[Set task]
Every line below should be repeated exactly.

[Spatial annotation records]
******
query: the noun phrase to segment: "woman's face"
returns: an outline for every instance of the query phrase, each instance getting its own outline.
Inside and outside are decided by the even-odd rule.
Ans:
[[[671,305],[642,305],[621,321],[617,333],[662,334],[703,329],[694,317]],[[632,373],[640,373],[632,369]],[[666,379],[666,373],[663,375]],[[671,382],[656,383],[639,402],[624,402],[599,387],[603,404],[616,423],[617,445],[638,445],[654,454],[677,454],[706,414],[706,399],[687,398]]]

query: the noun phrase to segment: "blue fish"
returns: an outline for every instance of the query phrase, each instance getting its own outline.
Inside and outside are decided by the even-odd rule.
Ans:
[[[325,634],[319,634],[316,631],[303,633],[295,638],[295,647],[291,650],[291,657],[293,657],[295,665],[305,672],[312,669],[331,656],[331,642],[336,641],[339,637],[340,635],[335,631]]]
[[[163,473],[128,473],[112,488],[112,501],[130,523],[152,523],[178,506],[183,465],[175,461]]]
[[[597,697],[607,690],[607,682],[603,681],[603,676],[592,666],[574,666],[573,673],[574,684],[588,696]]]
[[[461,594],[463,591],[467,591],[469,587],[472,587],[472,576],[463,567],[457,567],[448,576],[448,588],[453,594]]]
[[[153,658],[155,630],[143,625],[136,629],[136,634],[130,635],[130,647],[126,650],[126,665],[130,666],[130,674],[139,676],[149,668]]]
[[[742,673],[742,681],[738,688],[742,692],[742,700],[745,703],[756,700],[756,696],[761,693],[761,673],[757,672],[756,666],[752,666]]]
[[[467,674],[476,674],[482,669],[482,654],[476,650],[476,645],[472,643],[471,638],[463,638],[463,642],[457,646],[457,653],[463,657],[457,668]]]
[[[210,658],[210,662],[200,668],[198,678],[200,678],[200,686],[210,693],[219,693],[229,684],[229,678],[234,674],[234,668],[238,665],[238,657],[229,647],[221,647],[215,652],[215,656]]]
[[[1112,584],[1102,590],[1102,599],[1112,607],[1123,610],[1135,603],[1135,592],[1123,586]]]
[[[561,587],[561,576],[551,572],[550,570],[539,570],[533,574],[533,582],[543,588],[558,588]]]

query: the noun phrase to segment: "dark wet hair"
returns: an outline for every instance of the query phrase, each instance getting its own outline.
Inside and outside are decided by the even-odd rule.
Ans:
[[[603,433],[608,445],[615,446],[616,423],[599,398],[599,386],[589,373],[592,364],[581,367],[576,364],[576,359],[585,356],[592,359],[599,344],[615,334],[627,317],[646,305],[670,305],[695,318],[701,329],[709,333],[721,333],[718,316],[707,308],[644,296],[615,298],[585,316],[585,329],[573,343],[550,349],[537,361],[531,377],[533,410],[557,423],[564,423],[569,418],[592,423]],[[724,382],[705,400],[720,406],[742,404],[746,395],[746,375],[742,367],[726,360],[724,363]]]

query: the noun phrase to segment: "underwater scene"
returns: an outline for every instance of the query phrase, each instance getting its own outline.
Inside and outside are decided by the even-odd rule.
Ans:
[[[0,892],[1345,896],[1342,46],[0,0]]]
******
[Result of this task]
query: the noun phrase to segment: "woman's face"
returns: an outline for every instance of the query phrase, each instance getting its own outline.
Inside and outside are decided by the even-odd rule.
Ans:
[[[671,305],[642,305],[621,321],[617,333],[662,334],[703,329],[694,317]],[[632,373],[640,373],[632,369]],[[666,379],[666,373],[663,375]],[[671,382],[656,383],[639,402],[624,402],[599,387],[603,404],[616,423],[617,445],[638,445],[654,454],[677,454],[706,414],[706,399],[687,398]]]

query: the noun phrase to segment: "blue fish"
returns: an outline for every instance of the query phrase, each instance getting its own outline.
Inside and outside are decided by the even-odd rule.
Ans:
[[[325,634],[319,634],[316,631],[303,633],[295,638],[295,647],[291,650],[291,657],[293,657],[295,665],[305,672],[312,669],[331,656],[331,642],[336,641],[339,637],[340,635],[335,631]]]
[[[163,473],[128,473],[112,488],[112,501],[130,523],[152,523],[178,506],[183,465],[175,461]]]
[[[597,697],[607,690],[607,682],[603,681],[603,676],[592,666],[574,666],[573,673],[574,684],[588,696]]]
[[[461,594],[463,591],[467,591],[469,587],[472,587],[472,576],[463,567],[457,567],[448,576],[448,588],[453,594]]]
[[[153,658],[155,630],[143,625],[136,629],[136,634],[130,635],[130,647],[126,650],[126,665],[130,666],[130,674],[139,676],[149,668]]]
[[[742,673],[742,681],[738,688],[742,692],[742,700],[745,703],[756,700],[756,696],[761,693],[761,673],[757,672],[756,666],[752,666]]]
[[[467,674],[476,674],[482,669],[482,654],[476,650],[476,645],[472,643],[471,638],[463,638],[463,642],[457,646],[457,653],[463,657],[457,668]]]
[[[210,658],[210,662],[200,668],[198,678],[200,678],[200,686],[210,693],[219,693],[229,684],[229,678],[234,674],[234,668],[238,665],[238,657],[229,647],[221,647],[215,652],[215,656]]]
[[[1112,584],[1102,590],[1102,599],[1112,607],[1123,610],[1135,603],[1135,592],[1123,586]]]
[[[561,587],[561,576],[551,572],[550,570],[539,570],[533,574],[533,582],[543,588],[558,588]]]

query: the noun phrase to segment: "dark wet hair"
returns: an outline for every instance of the query phrase, each instance getting its own outline.
Inside and outside are decided by the even-odd rule.
Ans:
[[[603,433],[608,445],[615,446],[616,423],[599,398],[599,386],[589,373],[592,364],[581,367],[576,364],[576,359],[585,356],[592,359],[599,344],[615,334],[627,317],[646,305],[670,305],[695,318],[701,329],[709,333],[721,333],[718,316],[707,308],[644,296],[615,298],[585,316],[585,329],[573,343],[550,349],[537,361],[531,377],[533,410],[557,423],[564,423],[569,418],[592,423]],[[724,382],[705,400],[720,406],[742,404],[746,395],[746,375],[742,367],[726,360],[724,363]]]

query: the noun phrase to segment: "underwater scene"
returns: an outline for every instance of the query phrase, each instance getting its own outline.
Inside and outside are decided by the even-odd rule.
Ans:
[[[0,892],[1345,896],[1342,46],[0,0]]]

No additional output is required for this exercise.